### Source document
--------------------------------

But getting that aid to needy households has been slow, driven chiefly by application processing delays. Seeking to boost the pace of disbursement, the Treasury Department announced in August seven new policies meant to streamline the application process, including greater flexibility in the use of self-attestations by applicants to document financial hardship or the risk of homelessness.
The department stated in the Sept. 24 disbursement update that the Biden administration “continues its all-out effort to encourage grantees to avoid or reduce unduly burdensome documentation requirements for verifying income, provide assistance directly to tenants when landlords are not cooperative, and protect renters from eviction after payments are made on their behalf.”
In order to further accelerate the pace of distributing the ERA funds, the department said it’s rolling out new program design tools to help grantees serve even more eligible households while calling on local authorities to put in place measures preventing people from being evicted until they’ve had a chance to apply for aid.
The statutes that govern the disbursement of ERA funds require the Treasury Department to begin identifying and reallocating unused funds beginning on Sept. 30.
In a Sept. 24 letter to ERA recipients (pdf), Treasury Deputy Secretary Adewale Adeyemo said detailed guidelines on fund reallocation would be released in the coming days.
Goldman Sachs economists estimated in August that 2.5 million to 3.5 million U.S. households are behind on their rent and, when the eviction moratorium expires at the beginning of October, between 1 million and 2 million households will face a higher risk of eviction.

--------------------------------

### Extracted entries
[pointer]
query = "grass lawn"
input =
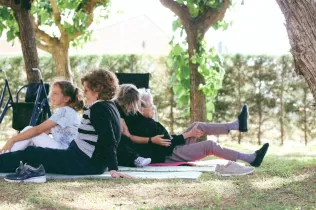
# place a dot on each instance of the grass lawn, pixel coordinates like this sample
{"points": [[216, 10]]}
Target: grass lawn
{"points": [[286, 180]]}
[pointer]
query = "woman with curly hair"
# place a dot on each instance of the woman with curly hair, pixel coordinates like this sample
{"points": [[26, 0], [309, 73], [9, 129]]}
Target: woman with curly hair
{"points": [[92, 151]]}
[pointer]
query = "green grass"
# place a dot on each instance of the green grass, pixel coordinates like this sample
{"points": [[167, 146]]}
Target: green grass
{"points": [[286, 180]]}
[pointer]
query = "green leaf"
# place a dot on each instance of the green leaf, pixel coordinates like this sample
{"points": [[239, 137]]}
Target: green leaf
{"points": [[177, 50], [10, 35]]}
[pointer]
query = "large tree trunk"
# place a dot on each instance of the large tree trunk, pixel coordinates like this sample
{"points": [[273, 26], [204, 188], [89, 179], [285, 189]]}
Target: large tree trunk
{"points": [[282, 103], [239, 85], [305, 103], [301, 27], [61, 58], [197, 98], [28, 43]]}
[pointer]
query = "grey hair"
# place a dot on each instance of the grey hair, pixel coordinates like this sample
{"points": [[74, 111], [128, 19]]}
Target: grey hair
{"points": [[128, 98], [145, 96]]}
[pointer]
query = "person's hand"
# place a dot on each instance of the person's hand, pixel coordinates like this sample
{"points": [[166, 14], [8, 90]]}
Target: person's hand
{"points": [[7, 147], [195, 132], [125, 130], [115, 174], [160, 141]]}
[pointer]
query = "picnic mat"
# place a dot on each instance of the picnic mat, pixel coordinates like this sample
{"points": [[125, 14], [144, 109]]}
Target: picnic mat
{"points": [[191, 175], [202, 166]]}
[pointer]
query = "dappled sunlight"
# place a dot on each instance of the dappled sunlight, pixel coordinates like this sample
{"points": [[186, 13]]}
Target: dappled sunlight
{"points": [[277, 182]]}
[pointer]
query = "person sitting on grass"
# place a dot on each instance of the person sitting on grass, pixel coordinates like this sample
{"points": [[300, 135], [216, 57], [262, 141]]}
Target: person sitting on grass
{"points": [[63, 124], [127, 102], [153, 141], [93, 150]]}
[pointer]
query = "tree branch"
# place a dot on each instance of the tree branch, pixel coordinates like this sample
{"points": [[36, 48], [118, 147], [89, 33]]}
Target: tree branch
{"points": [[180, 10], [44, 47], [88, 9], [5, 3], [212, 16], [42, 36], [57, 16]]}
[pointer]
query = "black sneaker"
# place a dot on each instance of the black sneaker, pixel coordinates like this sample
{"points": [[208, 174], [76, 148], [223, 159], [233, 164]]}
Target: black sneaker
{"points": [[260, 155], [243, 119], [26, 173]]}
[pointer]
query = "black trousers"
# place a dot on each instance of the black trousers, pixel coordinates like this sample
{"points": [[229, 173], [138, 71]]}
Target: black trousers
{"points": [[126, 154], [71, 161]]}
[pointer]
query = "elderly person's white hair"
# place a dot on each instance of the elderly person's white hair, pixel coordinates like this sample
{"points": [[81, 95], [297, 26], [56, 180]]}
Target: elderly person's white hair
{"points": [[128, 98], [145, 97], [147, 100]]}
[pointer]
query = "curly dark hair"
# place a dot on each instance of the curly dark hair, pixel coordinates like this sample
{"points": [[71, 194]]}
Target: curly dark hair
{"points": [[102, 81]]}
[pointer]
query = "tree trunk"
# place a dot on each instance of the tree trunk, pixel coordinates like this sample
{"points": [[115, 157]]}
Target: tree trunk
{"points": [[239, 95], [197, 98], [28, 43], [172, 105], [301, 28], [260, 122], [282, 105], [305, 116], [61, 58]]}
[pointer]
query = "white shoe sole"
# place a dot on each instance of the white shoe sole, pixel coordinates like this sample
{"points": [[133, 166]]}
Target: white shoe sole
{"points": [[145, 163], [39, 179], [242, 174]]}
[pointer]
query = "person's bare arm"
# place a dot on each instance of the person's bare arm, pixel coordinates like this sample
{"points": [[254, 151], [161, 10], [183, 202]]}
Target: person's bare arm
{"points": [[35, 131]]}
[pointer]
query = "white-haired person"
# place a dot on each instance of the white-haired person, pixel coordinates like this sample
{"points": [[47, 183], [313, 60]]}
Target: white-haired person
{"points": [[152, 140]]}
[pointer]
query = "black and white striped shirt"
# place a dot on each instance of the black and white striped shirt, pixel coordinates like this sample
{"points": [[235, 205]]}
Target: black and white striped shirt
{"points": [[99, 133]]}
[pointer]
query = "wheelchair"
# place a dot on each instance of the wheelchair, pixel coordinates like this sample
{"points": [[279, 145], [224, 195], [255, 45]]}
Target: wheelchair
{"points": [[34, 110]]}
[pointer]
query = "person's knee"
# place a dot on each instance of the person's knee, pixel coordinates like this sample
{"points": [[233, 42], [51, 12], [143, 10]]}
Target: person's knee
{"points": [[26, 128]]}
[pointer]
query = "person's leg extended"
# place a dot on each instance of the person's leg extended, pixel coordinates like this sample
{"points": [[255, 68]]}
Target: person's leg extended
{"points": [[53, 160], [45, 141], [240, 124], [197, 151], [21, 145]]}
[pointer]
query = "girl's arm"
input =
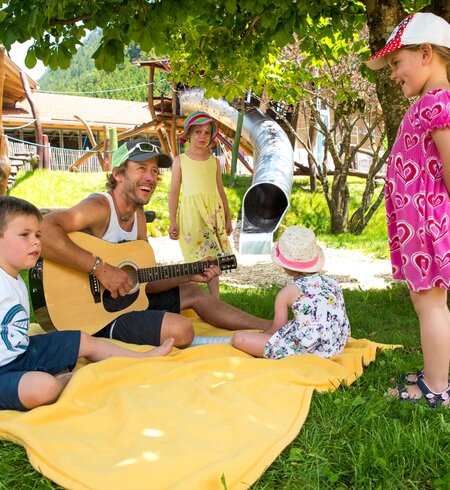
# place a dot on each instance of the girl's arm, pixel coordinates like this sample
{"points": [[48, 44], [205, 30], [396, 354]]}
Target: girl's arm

--------------------------------

### Request
Using the excerpt on emergency rental aid, state yes or no for whether each statement agrees with it, and quote the deciding words: (a) The Treasury Department announced seven new policies in August to streamline the application process. (b) The statutes require the department to begin reallocating unused funds on Oct. 1. (c) Goldman Sachs economists estimated that up to 5 million U.S. households are behind on their rent.

### Written answer
(a) Yes: "the Treasury Department announced in August seven new policies meant to streamline the application process"
(b) No: "begin identifying and reallocating unused funds beginning on Sept. 30"
(c) No: "2.5 million to 3.5 million U.S. households are behind on their rent"